[Selection start]

The Real Istanbul

Dikkat (warning)!  I have not visited the accommodation written about in this link, but based on the description, this is exactly where I would stay if I were visiting Istanbul.

When we visited last May to scope out where we wanted to live, we stayed in a similar, though not quite as colorful, neighborhood. It was lovely.  You wake up to the sounds of a real place.  And, as this article says, it will be a shock to the Western senses — because it is so “foreign”.  But, why else do we travel?

I will go check this place out when I have time — when I am not in 5 days/week Turkish lessons.

I have so much to tell you on this blog, and I’m keeping notes, but for now, I must go back to studying.  Jim and I have been “cleared” to move forward to level 2 Turkish.  But, we certainly don’t know level 1!  Tömer’s 80 hour/month level 1 is way above our ability to absorb.  It has moved so fast…with so much material, and so much homework.  We feel it is worth the investment, and that the earlier we learn Turkish, the more we will enjoy our stay — but yikes!  We will hire a private tutor for level 2, as well as attending class.  We’ll never keep up otherwise.

[Selection end]
[Provided material start]

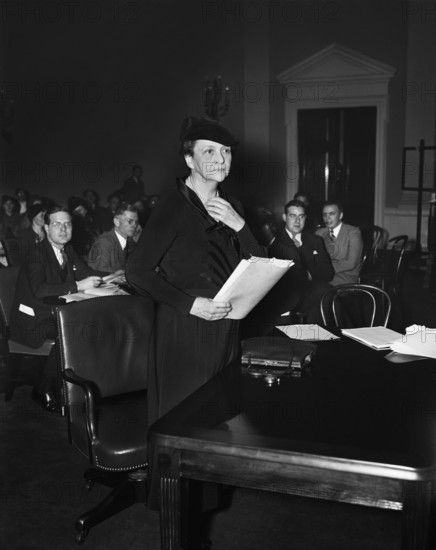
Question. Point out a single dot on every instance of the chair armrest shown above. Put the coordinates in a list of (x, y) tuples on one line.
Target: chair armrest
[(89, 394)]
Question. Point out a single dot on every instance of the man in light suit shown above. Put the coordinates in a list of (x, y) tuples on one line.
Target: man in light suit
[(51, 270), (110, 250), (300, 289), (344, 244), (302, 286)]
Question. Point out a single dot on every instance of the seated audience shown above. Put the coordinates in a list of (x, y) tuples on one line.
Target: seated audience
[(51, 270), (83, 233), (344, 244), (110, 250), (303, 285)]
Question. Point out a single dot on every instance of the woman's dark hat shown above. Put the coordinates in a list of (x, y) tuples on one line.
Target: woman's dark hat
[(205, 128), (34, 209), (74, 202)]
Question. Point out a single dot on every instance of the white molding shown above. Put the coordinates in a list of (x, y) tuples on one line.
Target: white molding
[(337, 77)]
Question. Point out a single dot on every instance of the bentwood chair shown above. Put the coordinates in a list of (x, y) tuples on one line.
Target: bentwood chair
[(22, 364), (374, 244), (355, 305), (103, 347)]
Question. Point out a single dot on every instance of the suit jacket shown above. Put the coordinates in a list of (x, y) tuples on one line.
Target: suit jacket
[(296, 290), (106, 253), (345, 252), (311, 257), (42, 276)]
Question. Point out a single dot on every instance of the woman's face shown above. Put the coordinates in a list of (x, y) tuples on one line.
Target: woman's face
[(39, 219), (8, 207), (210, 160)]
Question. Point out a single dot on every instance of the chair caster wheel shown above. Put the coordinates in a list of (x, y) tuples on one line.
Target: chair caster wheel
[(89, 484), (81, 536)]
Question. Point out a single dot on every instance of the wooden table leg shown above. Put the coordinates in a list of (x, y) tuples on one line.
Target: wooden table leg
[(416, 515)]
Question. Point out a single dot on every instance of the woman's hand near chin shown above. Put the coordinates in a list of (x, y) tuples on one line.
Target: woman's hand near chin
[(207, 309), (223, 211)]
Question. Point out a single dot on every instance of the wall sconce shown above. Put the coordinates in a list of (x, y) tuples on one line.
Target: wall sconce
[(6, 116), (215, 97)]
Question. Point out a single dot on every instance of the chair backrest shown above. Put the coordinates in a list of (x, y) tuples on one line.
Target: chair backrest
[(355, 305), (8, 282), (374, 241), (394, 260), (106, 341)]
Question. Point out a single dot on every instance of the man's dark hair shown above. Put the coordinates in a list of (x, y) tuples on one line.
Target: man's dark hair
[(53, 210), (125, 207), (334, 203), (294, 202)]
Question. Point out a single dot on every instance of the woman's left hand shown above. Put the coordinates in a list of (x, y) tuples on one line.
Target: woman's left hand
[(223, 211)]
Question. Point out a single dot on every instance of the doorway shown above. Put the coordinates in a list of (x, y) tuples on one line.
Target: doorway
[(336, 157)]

[Provided material end]
[Provided material start]

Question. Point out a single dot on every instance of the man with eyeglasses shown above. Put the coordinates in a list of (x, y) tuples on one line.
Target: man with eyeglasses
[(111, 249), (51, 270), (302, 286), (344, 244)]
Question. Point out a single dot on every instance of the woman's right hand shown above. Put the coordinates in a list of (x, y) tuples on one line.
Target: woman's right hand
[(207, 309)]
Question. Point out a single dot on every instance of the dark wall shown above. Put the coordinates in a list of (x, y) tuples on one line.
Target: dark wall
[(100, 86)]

[Provided material end]

### Work to be completed
Could you write the next part of the blog post about settling in Istanbul and studying Turkish, picking up right after its final sentence?

### Task output
Blog readers, you are on my mind…don’t give up on me!

Turkish Lessons, Take Two

For the month of February, we are in level 1 Turkish class every morning from 9am – 1pm.  No English spoken, total immersion.  We didn’t test the water with our big toes.  Water wings are prohibited.  After Day 6, we feel like we are drowning. When our teacher, Elif, hears too much English in the classroom, she chides us in Turkish.  We get the idea.

I see the wisdom of it being in Turkish.  That’s how kids learn (but they don’t have to push another language out of the way).  Elif, who is 32, attractive and fashionable, is an excellent mimic and contortionist.  She can draw stick figures and buildings well too.

The 12 once-weekly hours we studied in San Francisco a year ago, are actually some help.  I can recognize general categories of what Elif is talking about, like grammar rules.

The class is a mini United Nations with three Americans, a German, a Russian, and three Saudi Arabians, a Greek, a Syrian, a Libyan, two French and two English öğrenciler (students). I have noticed that the more I study, the less I learn. I call it the retention release effect (RRE).  I need to summarize each day’s notes, but between getting home, eating, whatever living stuff needs to be done, and the day’s homework, I find no more time or energy.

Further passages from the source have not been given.